::: DATA FOR PROCESSING

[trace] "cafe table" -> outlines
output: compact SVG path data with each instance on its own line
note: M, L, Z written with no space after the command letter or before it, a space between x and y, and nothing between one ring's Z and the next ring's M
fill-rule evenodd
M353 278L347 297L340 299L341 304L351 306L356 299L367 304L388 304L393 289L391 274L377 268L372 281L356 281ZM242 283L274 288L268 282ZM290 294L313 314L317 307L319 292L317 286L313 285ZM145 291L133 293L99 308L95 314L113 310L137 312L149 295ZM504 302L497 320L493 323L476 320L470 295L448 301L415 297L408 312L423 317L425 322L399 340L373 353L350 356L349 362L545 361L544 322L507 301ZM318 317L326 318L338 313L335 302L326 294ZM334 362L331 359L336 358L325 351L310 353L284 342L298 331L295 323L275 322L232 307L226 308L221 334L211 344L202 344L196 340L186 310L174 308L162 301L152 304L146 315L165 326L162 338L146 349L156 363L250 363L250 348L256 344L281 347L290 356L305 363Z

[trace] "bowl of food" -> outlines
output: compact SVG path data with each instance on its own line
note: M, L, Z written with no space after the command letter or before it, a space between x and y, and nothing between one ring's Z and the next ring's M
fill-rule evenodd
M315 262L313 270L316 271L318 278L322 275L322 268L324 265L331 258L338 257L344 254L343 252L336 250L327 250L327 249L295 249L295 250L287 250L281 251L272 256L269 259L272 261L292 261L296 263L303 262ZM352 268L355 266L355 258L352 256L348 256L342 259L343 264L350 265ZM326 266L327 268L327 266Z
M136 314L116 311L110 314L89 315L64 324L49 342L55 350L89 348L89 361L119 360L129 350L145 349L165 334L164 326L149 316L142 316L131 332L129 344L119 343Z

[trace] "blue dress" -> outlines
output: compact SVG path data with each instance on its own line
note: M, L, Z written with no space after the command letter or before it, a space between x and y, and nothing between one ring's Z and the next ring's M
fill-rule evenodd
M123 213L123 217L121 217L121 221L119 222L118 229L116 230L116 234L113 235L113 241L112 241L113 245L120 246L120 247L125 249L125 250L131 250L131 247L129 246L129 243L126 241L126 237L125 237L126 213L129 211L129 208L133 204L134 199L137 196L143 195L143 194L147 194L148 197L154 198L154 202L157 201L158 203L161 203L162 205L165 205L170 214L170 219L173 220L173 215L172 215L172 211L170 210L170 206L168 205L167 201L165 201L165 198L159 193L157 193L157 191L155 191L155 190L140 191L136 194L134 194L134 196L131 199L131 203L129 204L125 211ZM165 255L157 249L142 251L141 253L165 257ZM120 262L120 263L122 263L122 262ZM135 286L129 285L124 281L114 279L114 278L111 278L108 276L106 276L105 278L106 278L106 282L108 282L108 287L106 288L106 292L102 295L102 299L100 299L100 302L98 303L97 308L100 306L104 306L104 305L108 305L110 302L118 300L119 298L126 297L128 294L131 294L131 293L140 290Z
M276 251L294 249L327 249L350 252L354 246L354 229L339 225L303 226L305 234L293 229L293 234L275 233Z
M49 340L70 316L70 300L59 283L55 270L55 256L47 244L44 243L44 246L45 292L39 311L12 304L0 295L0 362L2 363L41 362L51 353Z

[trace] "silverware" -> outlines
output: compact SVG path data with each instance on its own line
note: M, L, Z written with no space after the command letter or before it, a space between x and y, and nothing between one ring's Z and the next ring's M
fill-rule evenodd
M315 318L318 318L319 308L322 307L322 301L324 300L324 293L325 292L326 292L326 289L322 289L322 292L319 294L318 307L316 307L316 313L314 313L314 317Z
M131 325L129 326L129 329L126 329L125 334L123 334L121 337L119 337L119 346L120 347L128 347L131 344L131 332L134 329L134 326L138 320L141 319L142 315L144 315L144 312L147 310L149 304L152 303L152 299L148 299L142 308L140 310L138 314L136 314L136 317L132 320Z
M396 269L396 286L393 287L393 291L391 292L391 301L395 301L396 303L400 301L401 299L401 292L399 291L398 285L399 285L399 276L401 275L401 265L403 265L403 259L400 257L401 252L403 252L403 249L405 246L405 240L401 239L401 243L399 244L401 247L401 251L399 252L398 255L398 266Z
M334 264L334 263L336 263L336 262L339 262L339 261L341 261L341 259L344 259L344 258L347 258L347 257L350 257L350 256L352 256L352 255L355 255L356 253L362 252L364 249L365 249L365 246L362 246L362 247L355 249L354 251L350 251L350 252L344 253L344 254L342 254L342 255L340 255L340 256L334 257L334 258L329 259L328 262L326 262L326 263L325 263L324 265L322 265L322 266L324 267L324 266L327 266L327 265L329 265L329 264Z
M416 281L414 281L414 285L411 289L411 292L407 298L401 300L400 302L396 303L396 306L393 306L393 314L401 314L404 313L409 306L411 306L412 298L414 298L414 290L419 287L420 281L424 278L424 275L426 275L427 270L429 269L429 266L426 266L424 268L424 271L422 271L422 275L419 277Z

::::::

- SHORT PROBLEM -
Express the items from the first line up to and including the line containing "M136 314L116 311L110" as a two-column CSV with the columns instruction and outlines. Each item gets one row: its full text in the first column and its answer in the second, with each field in quotation marks and line breaks replaced by spaces.

- RESPONSE BELOW -
instruction,outlines
"[trace] ""cafe table"" -> outlines output: compact SVG path data with each instance on its own line note: M, L, Z written with no space after the command letter or before it, a space between x and y, and nothing between one ring's Z and the next ring's M fill-rule evenodd","M353 278L347 297L340 299L341 304L351 306L356 299L367 304L388 304L393 289L391 274L377 268L372 281L356 281ZM242 283L274 288L268 282ZM290 294L313 314L317 307L319 292L317 286L313 285ZM145 291L133 293L99 308L95 314L113 310L137 312L149 295ZM504 302L497 320L493 323L476 320L470 295L448 301L415 297L408 312L423 317L425 322L399 340L373 353L350 356L349 362L545 361L544 322L507 301ZM318 317L326 318L338 313L335 302L326 294ZM334 362L331 359L336 358L325 351L310 353L284 342L298 331L295 323L275 322L232 307L226 308L221 334L211 344L202 344L196 340L186 310L174 308L162 301L152 304L146 315L165 326L162 338L146 349L156 363L250 363L250 348L256 344L281 347L290 356L305 363Z"
"[trace] ""bowl of food"" -> outlines output: compact SVG path data with each instance on its own line note: M, L, Z written with no space after the command letter or before it, a space between x and y, and nothing between one ring's Z and the next ring's M fill-rule evenodd","M315 262L313 270L316 271L318 278L322 275L322 268L324 265L331 258L338 257L344 254L343 252L336 250L327 250L327 249L295 249L295 250L287 250L281 251L272 256L269 259L272 261L292 261L296 263L303 262ZM352 268L355 266L355 258L352 256L348 256L342 259L343 264L350 265ZM326 266L327 268L327 266Z M136 314L116 311L110 314L89 315L64 324L49 342L55 350L89 348L89 361L119 360L129 350L145 349L165 334L164 326L149 316L142 316L131 332L129 344L119 343Z"